◆ ASSIGNED TASK ◆
Apart from the pictures, every entry must be retyped exactly.
[[ DATA EXCERPTS open ]]
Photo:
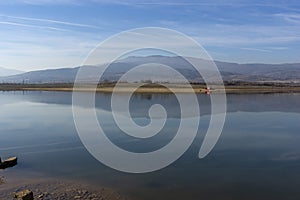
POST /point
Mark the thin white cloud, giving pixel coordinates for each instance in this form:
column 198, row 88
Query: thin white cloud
column 49, row 21
column 256, row 49
column 31, row 26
[[ DATA EXCERPTS closed ]]
◆ RESPONSE TO THE EXERCISE ◆
Photo:
POST /point
Mark the thin white cloud, giving pixel coordinates for each instance in this form:
column 198, row 88
Query: thin white cloud
column 49, row 21
column 256, row 49
column 31, row 26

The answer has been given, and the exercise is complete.